WHAT THE TASK REQUIRES: Retype the entire listing below line for line, keeping every word and character unchanged.

(Point labeling examples)
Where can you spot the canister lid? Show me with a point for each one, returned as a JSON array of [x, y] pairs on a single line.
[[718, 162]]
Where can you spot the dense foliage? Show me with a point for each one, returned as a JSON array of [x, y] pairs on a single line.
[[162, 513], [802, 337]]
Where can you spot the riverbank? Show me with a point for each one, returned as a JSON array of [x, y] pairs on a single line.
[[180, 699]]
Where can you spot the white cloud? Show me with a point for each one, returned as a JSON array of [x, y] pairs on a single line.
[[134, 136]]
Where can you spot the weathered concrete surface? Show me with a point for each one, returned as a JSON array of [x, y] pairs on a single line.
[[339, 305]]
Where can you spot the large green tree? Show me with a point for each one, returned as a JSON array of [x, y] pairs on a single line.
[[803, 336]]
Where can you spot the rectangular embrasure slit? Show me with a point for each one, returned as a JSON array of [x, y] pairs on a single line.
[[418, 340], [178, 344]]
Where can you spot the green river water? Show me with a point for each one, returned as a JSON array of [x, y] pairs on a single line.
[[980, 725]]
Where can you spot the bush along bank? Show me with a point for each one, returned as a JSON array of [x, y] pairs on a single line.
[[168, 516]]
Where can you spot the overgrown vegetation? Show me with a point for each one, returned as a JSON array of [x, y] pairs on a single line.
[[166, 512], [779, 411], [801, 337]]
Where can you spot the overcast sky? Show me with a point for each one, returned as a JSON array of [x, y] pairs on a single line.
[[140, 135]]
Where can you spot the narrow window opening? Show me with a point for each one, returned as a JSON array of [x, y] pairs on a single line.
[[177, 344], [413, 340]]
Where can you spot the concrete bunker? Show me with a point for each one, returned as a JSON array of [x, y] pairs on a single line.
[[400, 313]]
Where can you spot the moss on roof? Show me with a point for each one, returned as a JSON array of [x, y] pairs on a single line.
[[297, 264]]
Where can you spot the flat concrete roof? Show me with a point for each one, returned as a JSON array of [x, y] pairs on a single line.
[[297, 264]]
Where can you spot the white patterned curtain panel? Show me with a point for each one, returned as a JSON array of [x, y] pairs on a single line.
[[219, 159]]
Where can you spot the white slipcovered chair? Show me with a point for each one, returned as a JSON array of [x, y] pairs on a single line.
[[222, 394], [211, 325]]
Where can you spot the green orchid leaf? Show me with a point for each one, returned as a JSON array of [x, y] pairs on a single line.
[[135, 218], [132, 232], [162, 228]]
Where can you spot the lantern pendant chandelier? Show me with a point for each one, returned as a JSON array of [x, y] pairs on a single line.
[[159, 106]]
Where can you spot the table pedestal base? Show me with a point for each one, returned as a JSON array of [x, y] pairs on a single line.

EXERCISE OUTPUT:
Where can you spot the canister lid? Show me with a point for each one, returned as a JSON array of [x, y] pairs on a single line.
[[718, 162]]
Where can you spot the dense foliage? Show me with a point for each one, returned as a JSON array of [x, y] pairs on a single line.
[[162, 513], [802, 337]]
Where can you spot the riverbank? Show me with a point for each one, returned as a JSON array of [x, y] pairs on a single line.
[[180, 699]]
Where can you spot the white cloud? Show me with a point for each one, returned as a JSON array of [x, y] pairs on a single line.
[[134, 136]]
Where can you spot the weathered concrete surface? Show me with a point for each one, returned as a JSON array of [x, y] pairs on a single line.
[[339, 305]]
Where can you spot the large green tree? Show me with a point for each one, returned as a JSON array of [x, y] pairs on a single line.
[[803, 336]]
Where can you spot the rectangular embrasure slit? Show me with a point for each one, returned as a JSON array of [x, y] pairs on a single line.
[[418, 340], [178, 344]]
Where can you spot the green river water? Show me with a point for each one, returned as a JSON array of [x, y] pairs on a single line.
[[980, 725]]
Where can you spot the bush along bank? Show me with a point for each one, returned as a JSON array of [x, y] pairs on a single line.
[[168, 516]]
Where can you spot the overgrown vegetation? Show me with a point for each one, returned as a JSON array of [x, y] pairs on a single line.
[[166, 512], [779, 411], [801, 337]]
Where can you spot the overcast sky? Show me with a point for each one, returned as a JSON array of [x, y] pairs on a single line.
[[140, 135]]
Where can you spot the narrow window opening? Show me with a point for each one, returned as a JSON array of [x, y] pairs on a single line.
[[177, 344], [413, 340]]
Where can you spot the concrete bunker? Show me with a point for each one, returned as a JSON array of [x, y] pairs on a single line.
[[400, 313]]
Where can you spot the moss on roof? Show me with a point for each one, returned as a JSON array of [x, y] pairs on a single line.
[[297, 264]]
Where can you spot the flat concrete roof? Show me with a point for each one, returned as a JSON array of [x, y] pairs on a single line.
[[297, 264]]
Where can you spot the white patterned curtain panel? Show me with a point for each one, returned as a JSON array of [x, y] pairs on a single line.
[[219, 159]]
Where can you spot the white slipcovered chair? Show me with a point for each one, returned as a JSON array of [x, y] pairs on a single line.
[[222, 394], [211, 325]]
Where can you spot the green orchid leaf? Show me with a point for each one, returned as a JSON array of [x, y] pairs on a single line.
[[135, 218], [132, 232], [162, 228]]
Where can you spot the lantern pendant chandelier? Show me with a point for each one, returned as a JSON array of [x, y] pairs on a single line.
[[159, 106]]
Where can you spot the table pedestal base? Show me with a point for each one, returned as a JSON array of [x, y] pairs on a single line.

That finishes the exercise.